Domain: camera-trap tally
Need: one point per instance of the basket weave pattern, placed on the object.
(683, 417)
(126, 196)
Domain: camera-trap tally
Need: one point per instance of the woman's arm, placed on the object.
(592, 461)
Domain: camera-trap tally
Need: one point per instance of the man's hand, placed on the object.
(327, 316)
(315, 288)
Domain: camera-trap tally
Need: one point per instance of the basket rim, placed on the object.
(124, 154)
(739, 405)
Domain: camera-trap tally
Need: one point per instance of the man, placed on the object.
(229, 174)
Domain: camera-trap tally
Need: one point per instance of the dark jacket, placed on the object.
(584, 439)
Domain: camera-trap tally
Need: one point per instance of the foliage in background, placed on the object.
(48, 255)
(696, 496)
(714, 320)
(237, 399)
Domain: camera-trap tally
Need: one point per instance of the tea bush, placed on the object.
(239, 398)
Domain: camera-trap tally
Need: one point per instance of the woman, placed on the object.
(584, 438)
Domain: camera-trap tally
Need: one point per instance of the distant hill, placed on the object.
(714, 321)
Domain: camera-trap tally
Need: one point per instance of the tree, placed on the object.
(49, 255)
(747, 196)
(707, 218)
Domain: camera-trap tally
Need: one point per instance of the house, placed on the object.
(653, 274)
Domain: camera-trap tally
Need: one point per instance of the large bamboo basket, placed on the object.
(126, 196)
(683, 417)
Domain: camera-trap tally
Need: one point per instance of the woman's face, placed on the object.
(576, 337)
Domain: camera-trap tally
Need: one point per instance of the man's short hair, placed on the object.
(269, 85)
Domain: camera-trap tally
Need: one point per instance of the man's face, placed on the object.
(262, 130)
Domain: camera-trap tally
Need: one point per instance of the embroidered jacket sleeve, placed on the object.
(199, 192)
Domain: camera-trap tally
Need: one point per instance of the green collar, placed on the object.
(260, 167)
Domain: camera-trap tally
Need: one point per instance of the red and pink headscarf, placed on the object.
● ● ● ●
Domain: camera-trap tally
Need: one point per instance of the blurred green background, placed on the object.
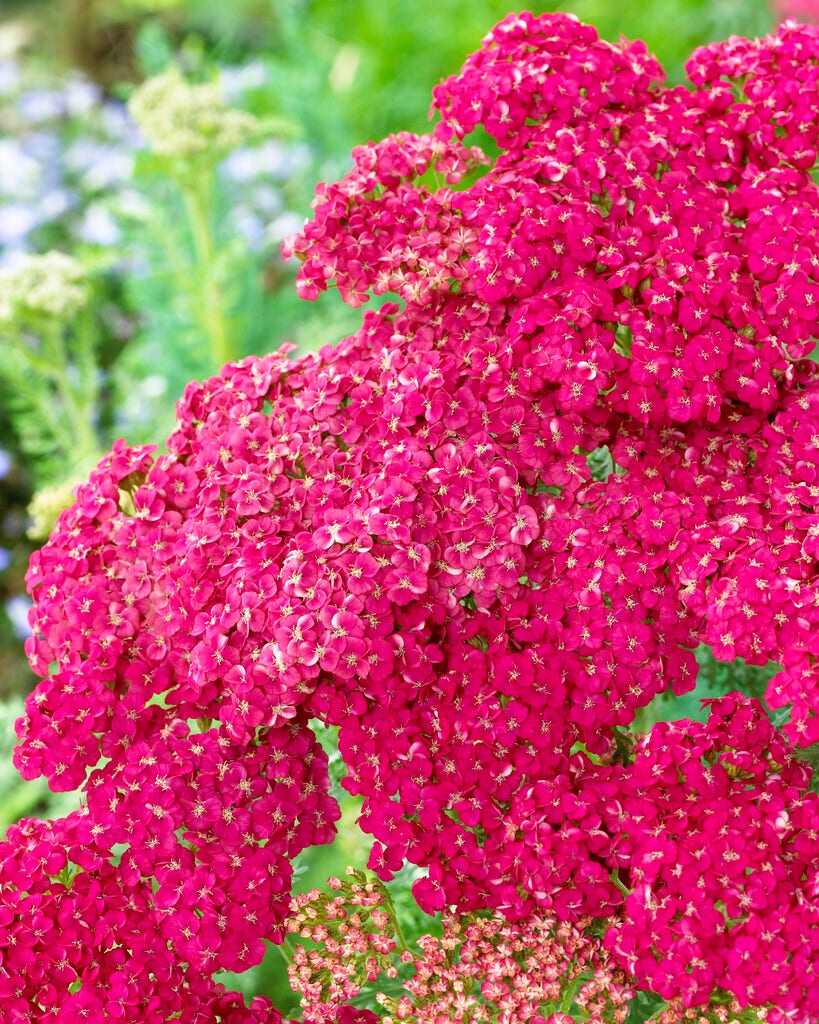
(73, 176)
● ● ● ●
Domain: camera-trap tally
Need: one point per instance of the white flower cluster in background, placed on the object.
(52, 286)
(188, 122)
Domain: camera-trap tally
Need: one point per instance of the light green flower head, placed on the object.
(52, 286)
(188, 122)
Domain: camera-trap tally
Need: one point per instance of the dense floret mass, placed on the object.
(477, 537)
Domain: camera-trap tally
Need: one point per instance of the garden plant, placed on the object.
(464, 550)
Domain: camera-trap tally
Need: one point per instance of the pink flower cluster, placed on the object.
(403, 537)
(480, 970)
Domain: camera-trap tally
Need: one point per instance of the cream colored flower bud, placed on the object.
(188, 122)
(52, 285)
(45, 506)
● ● ● ●
◆ Instructions to follow: Please copy, exactly as written, every line in the listing above from the line with "Need: one point per instance of the large" up to and including the line with "Need: one point per instance of the red".

◆ Task solution:
Need: one point per instance of the large bamboo basket, placed on the object.
(126, 196)
(683, 417)
Domain: camera-trap tally
Need: one point per instance of the woman's face, placed on the object.
(576, 337)
Domain: camera-trap tally
Need: one point per instance of the man's short hair, placed on the object.
(269, 85)
Domain: camera-trap tally
Need: one point per instance of the man's face, placed on the object.
(262, 130)
Domain: camera-trap tally
Need: one point per instance of the embroidered jacket sleeve, placed on the object.
(199, 192)
Domain: camera-trap tally
Need: one point per instance of the green collar, placed on the object.
(260, 167)
Domain: camera-trap tally
Need: one point per instance of the red and pink headscarf, placed on the object.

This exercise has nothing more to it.